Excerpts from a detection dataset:

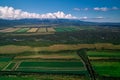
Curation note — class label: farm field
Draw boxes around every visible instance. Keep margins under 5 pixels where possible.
[0,43,120,54]
[15,28,30,33]
[38,28,47,33]
[27,28,38,32]
[47,28,56,32]
[91,61,120,77]
[0,26,120,80]
[0,74,88,80]
[87,51,120,58]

▶ **Your task**: Return all lines of the data above verbatim, omitting the pictures.

▶ **Final result**:
Curation note — class label: farm field
Draw boxes around every visible instance. Keep margins under 5 pixels where possible.
[0,43,120,54]
[15,28,30,33]
[38,28,47,33]
[27,28,38,32]
[47,28,56,32]
[91,61,120,77]
[0,26,120,80]
[0,74,88,80]
[87,51,120,58]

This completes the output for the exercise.